Source records:
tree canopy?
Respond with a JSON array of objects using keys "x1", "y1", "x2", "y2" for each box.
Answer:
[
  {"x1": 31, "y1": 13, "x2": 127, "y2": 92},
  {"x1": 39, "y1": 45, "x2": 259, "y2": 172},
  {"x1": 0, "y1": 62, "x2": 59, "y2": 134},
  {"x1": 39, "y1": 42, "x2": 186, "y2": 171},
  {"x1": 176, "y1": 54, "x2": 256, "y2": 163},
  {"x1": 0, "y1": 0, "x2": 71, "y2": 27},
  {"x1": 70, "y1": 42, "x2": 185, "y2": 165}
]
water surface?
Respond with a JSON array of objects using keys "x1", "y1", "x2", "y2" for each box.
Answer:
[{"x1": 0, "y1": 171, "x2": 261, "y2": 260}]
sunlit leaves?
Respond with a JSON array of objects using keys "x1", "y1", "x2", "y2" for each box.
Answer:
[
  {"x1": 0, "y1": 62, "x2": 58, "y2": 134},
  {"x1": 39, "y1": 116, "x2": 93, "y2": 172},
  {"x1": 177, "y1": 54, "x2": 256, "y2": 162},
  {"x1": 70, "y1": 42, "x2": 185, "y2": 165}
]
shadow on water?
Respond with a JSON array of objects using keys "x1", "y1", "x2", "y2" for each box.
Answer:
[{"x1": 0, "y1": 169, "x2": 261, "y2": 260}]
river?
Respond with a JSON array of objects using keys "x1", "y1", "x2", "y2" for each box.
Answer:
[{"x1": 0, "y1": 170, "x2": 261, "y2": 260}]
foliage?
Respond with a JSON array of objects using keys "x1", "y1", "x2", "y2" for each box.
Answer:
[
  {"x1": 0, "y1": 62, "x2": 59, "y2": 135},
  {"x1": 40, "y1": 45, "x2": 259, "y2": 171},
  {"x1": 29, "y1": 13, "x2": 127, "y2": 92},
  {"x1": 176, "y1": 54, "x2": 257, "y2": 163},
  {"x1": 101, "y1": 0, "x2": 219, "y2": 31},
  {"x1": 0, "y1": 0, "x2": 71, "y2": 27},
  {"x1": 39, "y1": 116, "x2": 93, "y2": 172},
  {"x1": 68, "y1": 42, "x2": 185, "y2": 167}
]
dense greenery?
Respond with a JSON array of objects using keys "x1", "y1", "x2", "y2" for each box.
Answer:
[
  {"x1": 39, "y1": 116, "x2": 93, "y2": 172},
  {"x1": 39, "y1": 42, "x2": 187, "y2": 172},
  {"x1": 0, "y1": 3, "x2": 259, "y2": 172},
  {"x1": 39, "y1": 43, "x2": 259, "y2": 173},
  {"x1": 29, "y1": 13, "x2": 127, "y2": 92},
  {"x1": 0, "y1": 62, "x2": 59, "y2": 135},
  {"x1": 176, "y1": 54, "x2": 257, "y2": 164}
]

Exercise requirements: The response must be an exact reproduction of all the entries.

Task result:
tree canopy?
Respond with a JSON array of objects using keys "x1", "y1", "x2", "y2" for each box.
Answer:
[
  {"x1": 31, "y1": 13, "x2": 127, "y2": 92},
  {"x1": 39, "y1": 45, "x2": 259, "y2": 172},
  {"x1": 0, "y1": 62, "x2": 59, "y2": 134},
  {"x1": 39, "y1": 42, "x2": 186, "y2": 171},
  {"x1": 176, "y1": 54, "x2": 256, "y2": 163},
  {"x1": 0, "y1": 0, "x2": 71, "y2": 27},
  {"x1": 70, "y1": 42, "x2": 185, "y2": 165}
]
water surface?
Respond with a JSON array of objects using keys "x1", "y1", "x2", "y2" for each box.
Answer:
[{"x1": 0, "y1": 171, "x2": 261, "y2": 260}]
sunlit leaves?
Respond with a JSON array of objects using keys "x1", "y1", "x2", "y2" for each box.
Answer:
[
  {"x1": 0, "y1": 62, "x2": 58, "y2": 134},
  {"x1": 39, "y1": 116, "x2": 93, "y2": 172},
  {"x1": 177, "y1": 54, "x2": 256, "y2": 162},
  {"x1": 70, "y1": 42, "x2": 185, "y2": 165}
]
shadow on water?
Respond with a JSON array of objects using keys "x1", "y1", "x2", "y2" for each box.
Answer:
[{"x1": 0, "y1": 169, "x2": 261, "y2": 260}]
river?
Respond with a JSON array of objects using keys "x1", "y1", "x2", "y2" for each box.
Answer:
[{"x1": 0, "y1": 170, "x2": 261, "y2": 260}]
foliage?
Respond with a JSON array of objects using keys "x1", "y1", "x2", "y2" for each box.
Answer:
[
  {"x1": 0, "y1": 62, "x2": 59, "y2": 135},
  {"x1": 40, "y1": 45, "x2": 259, "y2": 171},
  {"x1": 29, "y1": 13, "x2": 127, "y2": 92},
  {"x1": 176, "y1": 54, "x2": 257, "y2": 163},
  {"x1": 101, "y1": 0, "x2": 219, "y2": 31},
  {"x1": 0, "y1": 0, "x2": 71, "y2": 27},
  {"x1": 39, "y1": 116, "x2": 93, "y2": 172},
  {"x1": 68, "y1": 42, "x2": 185, "y2": 167}
]
dense greenery?
Respond with a JSON array of objects using keys "x1", "y1", "x2", "y2" for each box.
Answer:
[
  {"x1": 39, "y1": 116, "x2": 93, "y2": 172},
  {"x1": 39, "y1": 42, "x2": 187, "y2": 172},
  {"x1": 0, "y1": 3, "x2": 259, "y2": 172},
  {"x1": 39, "y1": 43, "x2": 259, "y2": 173},
  {"x1": 29, "y1": 13, "x2": 127, "y2": 92},
  {"x1": 0, "y1": 62, "x2": 59, "y2": 135},
  {"x1": 176, "y1": 54, "x2": 257, "y2": 164}
]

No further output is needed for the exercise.